Image entries on named regions:
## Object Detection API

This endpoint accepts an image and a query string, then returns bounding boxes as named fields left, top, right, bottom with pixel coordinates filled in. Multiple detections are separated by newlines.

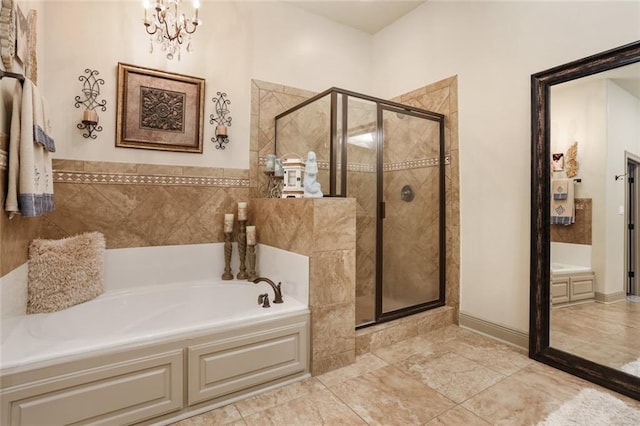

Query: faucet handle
left=258, top=293, right=271, bottom=308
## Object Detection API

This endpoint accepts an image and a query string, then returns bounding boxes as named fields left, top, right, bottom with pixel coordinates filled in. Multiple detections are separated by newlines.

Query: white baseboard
left=460, top=312, right=529, bottom=351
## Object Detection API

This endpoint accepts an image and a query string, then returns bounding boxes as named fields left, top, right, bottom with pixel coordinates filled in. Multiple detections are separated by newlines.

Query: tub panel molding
left=1, top=350, right=183, bottom=426
left=187, top=322, right=309, bottom=405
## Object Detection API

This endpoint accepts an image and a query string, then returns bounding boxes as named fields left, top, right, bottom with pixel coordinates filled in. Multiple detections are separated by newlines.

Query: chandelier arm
left=144, top=24, right=158, bottom=35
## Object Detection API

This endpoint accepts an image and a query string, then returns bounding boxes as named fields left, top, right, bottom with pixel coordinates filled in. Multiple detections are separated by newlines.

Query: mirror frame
left=529, top=41, right=640, bottom=400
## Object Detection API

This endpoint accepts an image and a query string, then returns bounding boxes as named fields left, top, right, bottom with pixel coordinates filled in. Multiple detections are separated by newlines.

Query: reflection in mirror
left=529, top=42, right=640, bottom=399
left=549, top=63, right=640, bottom=376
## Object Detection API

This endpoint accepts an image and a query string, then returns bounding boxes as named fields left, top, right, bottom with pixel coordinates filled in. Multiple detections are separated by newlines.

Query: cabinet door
left=571, top=275, right=595, bottom=302
left=551, top=277, right=569, bottom=305
left=187, top=321, right=308, bottom=405
left=2, top=350, right=183, bottom=425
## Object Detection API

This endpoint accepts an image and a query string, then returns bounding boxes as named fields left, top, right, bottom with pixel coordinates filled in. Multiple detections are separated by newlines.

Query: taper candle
left=224, top=213, right=233, bottom=232
left=82, top=109, right=98, bottom=123
left=247, top=225, right=256, bottom=246
left=238, top=201, right=247, bottom=220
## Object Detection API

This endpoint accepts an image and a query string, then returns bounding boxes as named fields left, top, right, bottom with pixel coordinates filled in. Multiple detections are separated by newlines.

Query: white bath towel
left=551, top=179, right=575, bottom=225
left=5, top=79, right=55, bottom=217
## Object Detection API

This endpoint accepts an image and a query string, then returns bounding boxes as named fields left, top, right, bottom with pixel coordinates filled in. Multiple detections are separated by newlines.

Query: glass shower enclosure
left=275, top=88, right=447, bottom=327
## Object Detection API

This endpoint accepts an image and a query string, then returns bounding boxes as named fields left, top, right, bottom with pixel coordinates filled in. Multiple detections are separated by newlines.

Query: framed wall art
left=116, top=63, right=204, bottom=153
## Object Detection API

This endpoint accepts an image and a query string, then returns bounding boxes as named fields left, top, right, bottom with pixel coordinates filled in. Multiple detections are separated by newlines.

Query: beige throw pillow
left=27, top=232, right=105, bottom=314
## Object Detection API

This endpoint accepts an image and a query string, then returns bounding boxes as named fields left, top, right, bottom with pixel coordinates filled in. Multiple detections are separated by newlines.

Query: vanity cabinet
left=551, top=272, right=596, bottom=305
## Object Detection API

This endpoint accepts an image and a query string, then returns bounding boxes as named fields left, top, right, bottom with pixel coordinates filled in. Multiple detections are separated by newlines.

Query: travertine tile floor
left=171, top=326, right=640, bottom=426
left=550, top=300, right=640, bottom=369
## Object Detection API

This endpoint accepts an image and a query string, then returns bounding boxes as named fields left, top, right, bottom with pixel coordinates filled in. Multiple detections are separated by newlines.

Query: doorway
left=625, top=153, right=640, bottom=296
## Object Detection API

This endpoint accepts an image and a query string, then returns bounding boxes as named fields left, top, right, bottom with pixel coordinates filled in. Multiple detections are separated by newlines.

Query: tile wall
left=0, top=77, right=459, bottom=374
left=250, top=198, right=356, bottom=375
left=0, top=132, right=42, bottom=277
left=551, top=198, right=593, bottom=245
left=393, top=76, right=460, bottom=324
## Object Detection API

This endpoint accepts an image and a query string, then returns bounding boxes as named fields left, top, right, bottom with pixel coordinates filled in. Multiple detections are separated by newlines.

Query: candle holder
left=264, top=172, right=284, bottom=198
left=75, top=68, right=107, bottom=139
left=209, top=92, right=231, bottom=149
left=236, top=220, right=247, bottom=280
left=247, top=244, right=258, bottom=281
left=222, top=232, right=233, bottom=281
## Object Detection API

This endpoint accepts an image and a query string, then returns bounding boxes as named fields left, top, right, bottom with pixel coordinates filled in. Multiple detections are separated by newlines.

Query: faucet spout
left=253, top=277, right=284, bottom=303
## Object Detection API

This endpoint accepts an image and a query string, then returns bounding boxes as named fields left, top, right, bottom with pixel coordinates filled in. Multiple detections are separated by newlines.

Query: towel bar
left=0, top=70, right=24, bottom=83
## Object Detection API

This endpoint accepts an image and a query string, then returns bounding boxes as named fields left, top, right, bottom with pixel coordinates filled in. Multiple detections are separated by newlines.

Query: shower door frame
left=274, top=87, right=448, bottom=329
left=376, top=102, right=447, bottom=328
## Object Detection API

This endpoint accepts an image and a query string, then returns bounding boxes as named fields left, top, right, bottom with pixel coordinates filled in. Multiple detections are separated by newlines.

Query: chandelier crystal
left=143, top=0, right=202, bottom=60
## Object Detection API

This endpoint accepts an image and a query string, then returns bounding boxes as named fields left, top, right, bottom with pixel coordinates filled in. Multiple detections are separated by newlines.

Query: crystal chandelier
left=144, top=0, right=202, bottom=60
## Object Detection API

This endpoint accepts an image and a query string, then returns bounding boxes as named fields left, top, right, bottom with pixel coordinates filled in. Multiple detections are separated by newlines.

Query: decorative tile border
left=53, top=170, right=249, bottom=188
left=258, top=155, right=451, bottom=173
left=382, top=155, right=451, bottom=172
left=0, top=149, right=9, bottom=170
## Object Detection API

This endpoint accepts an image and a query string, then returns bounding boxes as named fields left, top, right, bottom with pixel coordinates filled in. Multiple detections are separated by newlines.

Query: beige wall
left=394, top=76, right=460, bottom=323
left=251, top=198, right=356, bottom=375
left=372, top=1, right=640, bottom=333
left=0, top=132, right=42, bottom=277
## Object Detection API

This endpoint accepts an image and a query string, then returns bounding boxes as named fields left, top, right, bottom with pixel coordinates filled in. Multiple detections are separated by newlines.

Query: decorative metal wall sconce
left=76, top=68, right=107, bottom=139
left=209, top=92, right=231, bottom=149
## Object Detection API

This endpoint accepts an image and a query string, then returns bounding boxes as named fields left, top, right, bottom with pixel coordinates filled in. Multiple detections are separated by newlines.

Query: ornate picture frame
left=116, top=62, right=205, bottom=154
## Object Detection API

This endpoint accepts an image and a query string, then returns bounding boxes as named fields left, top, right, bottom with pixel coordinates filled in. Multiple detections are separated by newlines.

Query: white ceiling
left=287, top=0, right=426, bottom=34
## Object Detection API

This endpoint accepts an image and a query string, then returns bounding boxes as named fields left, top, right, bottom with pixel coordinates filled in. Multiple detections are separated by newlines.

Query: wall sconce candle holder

§ TASK STATEMENT: Extract every line of the records above that contains the string "chandelier", copying each one in full.

§ RESPONSE TO THIS EXERCISE:
Query: chandelier arm
Query: chandelier crystal
Query: crystal chandelier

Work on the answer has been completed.